Start of Source records
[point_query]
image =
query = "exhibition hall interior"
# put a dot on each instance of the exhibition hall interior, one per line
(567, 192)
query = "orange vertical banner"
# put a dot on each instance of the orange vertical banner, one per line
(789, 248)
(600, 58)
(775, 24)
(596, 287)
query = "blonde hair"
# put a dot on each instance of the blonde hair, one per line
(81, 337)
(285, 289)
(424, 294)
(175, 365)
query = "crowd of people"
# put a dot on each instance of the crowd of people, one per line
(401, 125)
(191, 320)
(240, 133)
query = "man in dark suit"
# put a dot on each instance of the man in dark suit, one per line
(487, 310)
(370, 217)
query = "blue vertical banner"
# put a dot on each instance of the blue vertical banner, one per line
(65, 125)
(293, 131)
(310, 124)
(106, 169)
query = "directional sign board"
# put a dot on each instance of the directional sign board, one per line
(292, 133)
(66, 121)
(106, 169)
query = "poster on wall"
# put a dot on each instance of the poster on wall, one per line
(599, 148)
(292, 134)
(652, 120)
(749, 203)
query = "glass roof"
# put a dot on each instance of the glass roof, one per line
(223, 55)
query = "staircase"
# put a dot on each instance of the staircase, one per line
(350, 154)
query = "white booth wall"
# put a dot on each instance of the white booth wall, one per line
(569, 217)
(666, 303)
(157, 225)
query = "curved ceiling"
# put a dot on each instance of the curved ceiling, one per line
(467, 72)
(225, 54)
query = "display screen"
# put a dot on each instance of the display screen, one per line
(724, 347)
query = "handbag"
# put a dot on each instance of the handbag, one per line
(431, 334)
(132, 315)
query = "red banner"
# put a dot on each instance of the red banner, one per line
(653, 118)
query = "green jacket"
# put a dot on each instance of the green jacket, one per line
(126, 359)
End of Source records
■ The problem:
Each line of the data needs to be repeated exactly.

■ Solution for this problem:
[point_query]
image =
query = "exhibition hall interior"
# put a dot on each instance of the exhibition hall interior, one per line
(567, 192)
query = "orange vertical banner"
# put a dot on each instance of the orange vertical banner, one per line
(789, 248)
(600, 58)
(775, 24)
(596, 287)
query = "blonde hair"
# put a dot on each instance of the blonde hair, one per line
(81, 337)
(285, 289)
(424, 294)
(175, 365)
query = "crowd of people"
# put a dot on each instance of the crowd of people, one per line
(401, 125)
(191, 320)
(240, 133)
query = "man in dark suit"
# put a dot on each instance of the man in dark suit, one per line
(487, 310)
(370, 217)
query = "blue vertical banner"
# put a dot on each instance of the blue vertical banner, one per line
(65, 125)
(293, 131)
(310, 124)
(106, 169)
query = "directional sign board"
# put a dot on each instance of the directional sign board, one per line
(292, 133)
(66, 121)
(106, 169)
query = "poster on wall"
# put a dot on each instance of the poster on wall, one per line
(599, 148)
(292, 134)
(652, 120)
(749, 203)
query = "glass roof"
# put a dot on each instance of the glass roof, one per line
(223, 55)
query = "staircase"
# put a dot on each instance of the staircase, one per line
(350, 154)
query = "white booth wall"
# put a dot on each instance of the white booth wall, one per line
(569, 217)
(666, 303)
(157, 225)
query = "curved ceiling"
# put a dot on each instance of the curved ceiling, one per line
(467, 72)
(225, 54)
query = "display screen"
# put a dot on each instance of the display screen, one per line
(724, 347)
query = "handbag"
# put a dot on each instance of the handbag, one per line
(431, 334)
(132, 315)
query = "red banner"
# put a dot on each instance of the red banner, one per line
(653, 118)
query = "green jacket"
# put a dot on each instance of the green jacket, one per line
(126, 359)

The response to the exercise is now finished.